(Excerpts from a location annotation dataset)
──────────────────────────────
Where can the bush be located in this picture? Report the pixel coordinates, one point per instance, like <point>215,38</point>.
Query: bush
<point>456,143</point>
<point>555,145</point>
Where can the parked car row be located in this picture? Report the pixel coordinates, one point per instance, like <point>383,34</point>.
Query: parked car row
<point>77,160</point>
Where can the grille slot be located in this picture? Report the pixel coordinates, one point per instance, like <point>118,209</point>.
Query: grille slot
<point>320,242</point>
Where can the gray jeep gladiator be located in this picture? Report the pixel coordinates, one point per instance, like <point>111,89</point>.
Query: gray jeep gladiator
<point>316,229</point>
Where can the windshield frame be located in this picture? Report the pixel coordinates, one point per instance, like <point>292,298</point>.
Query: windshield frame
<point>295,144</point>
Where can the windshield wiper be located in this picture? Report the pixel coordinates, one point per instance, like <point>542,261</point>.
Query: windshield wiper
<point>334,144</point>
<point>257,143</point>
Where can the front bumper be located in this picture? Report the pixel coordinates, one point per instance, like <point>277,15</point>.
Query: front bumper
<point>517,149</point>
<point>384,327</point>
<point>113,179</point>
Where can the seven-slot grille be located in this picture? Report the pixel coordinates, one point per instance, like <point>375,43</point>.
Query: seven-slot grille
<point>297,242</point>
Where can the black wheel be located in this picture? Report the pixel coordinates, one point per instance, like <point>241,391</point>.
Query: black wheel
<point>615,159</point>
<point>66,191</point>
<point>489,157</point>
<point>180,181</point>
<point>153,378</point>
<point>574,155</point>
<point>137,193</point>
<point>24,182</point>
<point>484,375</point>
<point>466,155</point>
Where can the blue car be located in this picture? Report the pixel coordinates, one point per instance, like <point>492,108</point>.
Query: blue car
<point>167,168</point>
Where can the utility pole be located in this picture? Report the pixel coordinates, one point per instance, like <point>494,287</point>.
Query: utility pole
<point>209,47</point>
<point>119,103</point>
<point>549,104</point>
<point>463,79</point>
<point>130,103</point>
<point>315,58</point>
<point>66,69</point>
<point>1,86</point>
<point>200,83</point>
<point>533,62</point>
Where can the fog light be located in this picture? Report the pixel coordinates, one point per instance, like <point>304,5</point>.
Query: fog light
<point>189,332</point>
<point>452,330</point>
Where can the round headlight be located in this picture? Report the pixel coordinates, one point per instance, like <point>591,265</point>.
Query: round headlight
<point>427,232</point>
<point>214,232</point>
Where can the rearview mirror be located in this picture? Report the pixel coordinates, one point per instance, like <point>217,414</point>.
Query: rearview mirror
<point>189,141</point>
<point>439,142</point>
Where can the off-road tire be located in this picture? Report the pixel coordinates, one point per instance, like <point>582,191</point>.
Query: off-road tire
──────────────────────────────
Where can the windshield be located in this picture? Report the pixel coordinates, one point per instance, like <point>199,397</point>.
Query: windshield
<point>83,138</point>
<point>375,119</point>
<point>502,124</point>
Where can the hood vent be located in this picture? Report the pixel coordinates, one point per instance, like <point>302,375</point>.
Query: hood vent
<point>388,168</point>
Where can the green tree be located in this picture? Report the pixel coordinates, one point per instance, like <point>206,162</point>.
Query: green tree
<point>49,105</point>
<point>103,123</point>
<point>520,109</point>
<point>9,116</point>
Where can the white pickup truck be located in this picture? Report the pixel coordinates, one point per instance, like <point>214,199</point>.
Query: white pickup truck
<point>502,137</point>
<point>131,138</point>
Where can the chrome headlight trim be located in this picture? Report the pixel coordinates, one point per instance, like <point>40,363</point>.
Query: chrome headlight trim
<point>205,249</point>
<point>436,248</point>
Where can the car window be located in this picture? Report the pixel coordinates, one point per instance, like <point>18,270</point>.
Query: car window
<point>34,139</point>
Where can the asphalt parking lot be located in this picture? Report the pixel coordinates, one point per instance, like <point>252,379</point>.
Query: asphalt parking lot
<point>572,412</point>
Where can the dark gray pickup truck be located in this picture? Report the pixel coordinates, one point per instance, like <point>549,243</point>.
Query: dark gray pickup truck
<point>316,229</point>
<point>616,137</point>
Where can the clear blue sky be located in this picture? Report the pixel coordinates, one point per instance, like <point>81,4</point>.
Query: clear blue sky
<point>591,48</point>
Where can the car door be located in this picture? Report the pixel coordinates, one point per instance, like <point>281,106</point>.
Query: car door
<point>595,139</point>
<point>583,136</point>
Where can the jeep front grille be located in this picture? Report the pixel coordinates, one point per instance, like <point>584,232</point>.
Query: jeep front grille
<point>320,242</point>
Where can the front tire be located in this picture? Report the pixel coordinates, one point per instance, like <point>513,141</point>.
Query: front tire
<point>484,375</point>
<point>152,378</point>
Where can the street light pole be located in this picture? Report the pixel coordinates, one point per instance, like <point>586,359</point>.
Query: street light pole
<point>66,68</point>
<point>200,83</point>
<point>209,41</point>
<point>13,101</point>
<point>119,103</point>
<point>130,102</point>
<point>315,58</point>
──────────────────────────────
→ **The problem**:
Lay out the lines of the entries as a Markdown table with the columns Row and Line, starting at the line that contains "Where can the round" and ending at the line that contains "Query: off-road tire", with both of those lines included. Number the rows in order and leave out any blank lines.

→ **Correct answer**:
| Row | Line |
|---|---|
| 1 | Where can the round headlight be located in this picture? Report the pixel coordinates, one point per instance, like <point>591,265</point>. |
| 2 | Query: round headlight |
| 3 | <point>427,232</point> |
| 4 | <point>214,232</point> |
| 5 | Where can the rearview mirror be located in this picture? Report the pixel coordinates, one point per instance, like <point>217,414</point>. |
| 6 | Query: rearview mirror |
| 7 | <point>189,141</point> |
| 8 | <point>439,142</point> |
| 9 | Where can the off-road tire be located in this picture? Report the pixel coordinates, one point per instance, like <point>582,191</point>. |
| 10 | Query: off-road tire |